_GIVEN PASSAGE_
____________________
First, the burden of subclinical AF that constitutes an elevated stroke risk remains elusive. Studies involving nonstroke populations with implanted pacemakers or defibrillators suggested that, beyond a certain threshold, a dose–response relationship between subclinical AF burden and stroke risk exists. However, the minimum burden of AF that defines an elevated risk remains unclear., Second, the temporal proximity of an AF episode to a stroke event that implies causation has not been established. In TRENDS (Prospective Study of the Clinical Significance of Atrial Arrhythmias Detected by Implanted Device Diagnostics), 45% of patients with device-detected AF who suffered cerebrovascular events or systemic emboli had no atrial arrhythmia in the 30 days before their event. In some patients, AF may simply be a manifestation of an elevated cardiovascular risk profile rather than the direct mechanism of their stroke. Therefore, whether a brief episode of device-detected AF several months after a stroke merits anticoagulation is unknown. Third, risk factors independent of AF status may contribute to occult cardioembolism in cryptogenic stroke. In the present study, the mortality benefit seen in the ICM arm may have been due to early anticoagulation in patients without AF. Approximately 20% of patients in both arms received anticoagulation despite never developing AF, and patients who received an ICM seemed to receive anticoagulation much earlier. In fact, although the overall time to anticoagulation was 57% faster in patients receiving an ICM, this value fell to only 12% when the analysis was restricted to patients diagnosed with AF. This result suggests that variables other than AF detection may have influenced anticoagulation in the ICM arm as well as any associated mortality benefit. It also is plausible that the ability of novel oral anticoagulation therapy to inhibit atrial fibrosis and development of the AF substrate might have contributed in part. For example, there is an evolving concept of an atrial myopathy whereby myocardial fibrosis and a stiff, poorly contractile left atrium can lead to increased blood stasis. Identifying atrial myopathy in the clinical setting through biomarkers, advanced electrocardiographic signal processing, or magnetic resonance imaging may further assist risk stratification of AF risk in those with cryptogenic stroke, to guide patient selection for ICM use and maximize its cost-effectiveness, and warrants further investigation.
____________________
_EXTRACTED ENTRIES_
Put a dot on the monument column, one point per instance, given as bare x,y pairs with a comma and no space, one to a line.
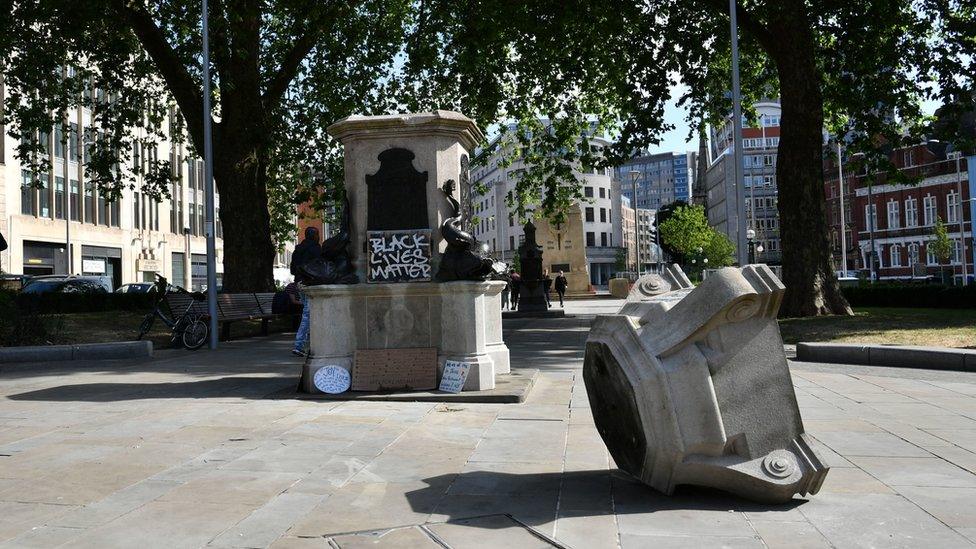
387,158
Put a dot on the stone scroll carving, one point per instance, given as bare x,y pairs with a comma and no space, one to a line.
691,386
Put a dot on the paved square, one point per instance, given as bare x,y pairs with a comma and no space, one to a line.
186,451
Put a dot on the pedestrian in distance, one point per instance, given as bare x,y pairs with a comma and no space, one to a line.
516,283
308,250
547,287
561,285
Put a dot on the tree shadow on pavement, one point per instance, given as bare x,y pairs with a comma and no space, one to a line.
230,387
538,498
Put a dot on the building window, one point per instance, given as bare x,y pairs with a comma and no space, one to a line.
912,254
58,197
911,212
871,216
895,253
894,217
44,196
952,208
929,210
89,202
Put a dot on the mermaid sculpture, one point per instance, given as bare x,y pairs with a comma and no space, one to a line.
334,266
462,260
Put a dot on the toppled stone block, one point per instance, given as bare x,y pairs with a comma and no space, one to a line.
691,386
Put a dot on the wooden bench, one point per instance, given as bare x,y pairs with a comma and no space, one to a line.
230,308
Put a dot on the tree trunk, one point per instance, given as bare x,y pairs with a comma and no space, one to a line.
811,283
248,249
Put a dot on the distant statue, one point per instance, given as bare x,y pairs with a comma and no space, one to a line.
334,266
532,296
463,258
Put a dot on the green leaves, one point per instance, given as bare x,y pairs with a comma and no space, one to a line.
686,232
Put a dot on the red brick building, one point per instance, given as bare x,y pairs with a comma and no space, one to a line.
897,220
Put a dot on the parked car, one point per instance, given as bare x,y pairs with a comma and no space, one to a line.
136,288
144,288
67,284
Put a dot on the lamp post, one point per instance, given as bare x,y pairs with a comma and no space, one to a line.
751,236
957,155
208,184
634,177
843,217
740,194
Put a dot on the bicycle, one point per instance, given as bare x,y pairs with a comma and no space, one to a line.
190,328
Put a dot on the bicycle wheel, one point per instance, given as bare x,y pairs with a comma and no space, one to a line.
195,334
146,325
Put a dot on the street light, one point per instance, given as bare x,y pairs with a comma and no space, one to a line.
634,177
750,237
740,194
957,155
208,184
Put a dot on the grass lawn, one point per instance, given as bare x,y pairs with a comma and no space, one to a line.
895,326
124,326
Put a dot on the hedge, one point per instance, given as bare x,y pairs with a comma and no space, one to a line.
57,303
935,296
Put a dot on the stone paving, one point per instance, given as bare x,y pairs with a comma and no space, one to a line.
185,451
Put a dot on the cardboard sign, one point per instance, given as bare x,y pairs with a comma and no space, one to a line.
398,256
331,379
395,369
454,376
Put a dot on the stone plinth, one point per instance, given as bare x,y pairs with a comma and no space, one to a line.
691,386
440,143
461,319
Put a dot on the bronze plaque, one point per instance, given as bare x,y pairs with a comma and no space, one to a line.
397,194
395,369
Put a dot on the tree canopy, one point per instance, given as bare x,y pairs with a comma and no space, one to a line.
283,70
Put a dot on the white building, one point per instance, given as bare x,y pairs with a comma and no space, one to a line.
67,227
759,156
498,227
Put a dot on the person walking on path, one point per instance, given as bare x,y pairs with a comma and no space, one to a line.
516,283
308,250
547,287
508,287
561,285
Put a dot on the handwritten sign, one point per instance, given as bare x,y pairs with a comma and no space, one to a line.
454,376
395,369
398,256
331,379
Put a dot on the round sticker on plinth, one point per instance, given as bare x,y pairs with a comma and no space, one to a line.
332,379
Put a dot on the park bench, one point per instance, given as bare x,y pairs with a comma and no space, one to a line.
230,308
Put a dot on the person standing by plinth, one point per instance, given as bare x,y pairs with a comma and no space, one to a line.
308,250
516,283
561,285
____________________
_YOUR ASSIGNMENT_
According to the passage on atrial fibrillation and stroke, what means could identify atrial myopathy in the clinical setting? List every one it names. Rely only on the passage about atrial fibrillation and stroke; the items play no part.

_SOLUTION FOR THIS TASK_
- Biomarkers
- Advanced electrocardiographic signal processing
- Magnetic resonance imaging